──────── EXERCISE DATA ────────

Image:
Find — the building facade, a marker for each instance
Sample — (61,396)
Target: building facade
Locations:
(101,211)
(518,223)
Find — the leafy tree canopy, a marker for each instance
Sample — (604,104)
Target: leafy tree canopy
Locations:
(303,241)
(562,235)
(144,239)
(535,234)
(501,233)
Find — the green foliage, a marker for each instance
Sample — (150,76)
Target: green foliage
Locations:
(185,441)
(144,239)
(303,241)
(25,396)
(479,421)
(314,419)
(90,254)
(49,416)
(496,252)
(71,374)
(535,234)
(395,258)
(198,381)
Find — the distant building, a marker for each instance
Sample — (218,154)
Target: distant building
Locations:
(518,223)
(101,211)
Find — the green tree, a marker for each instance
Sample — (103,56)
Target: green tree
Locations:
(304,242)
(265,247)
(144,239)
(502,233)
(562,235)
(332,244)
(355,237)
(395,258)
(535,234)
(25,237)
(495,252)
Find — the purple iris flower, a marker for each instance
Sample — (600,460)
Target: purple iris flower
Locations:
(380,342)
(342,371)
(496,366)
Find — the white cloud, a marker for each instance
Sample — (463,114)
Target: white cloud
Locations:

────────

EXERCISE DIRECTIONS
Keep only the lines from the one containing "Find — the white" through the final line of the records, and transcribe them exactly.

RESPONSE TO THE EXERCISE
Find — the white cloud, a marker for each instance
Sample — (463,114)
Target: white cloud
Locations:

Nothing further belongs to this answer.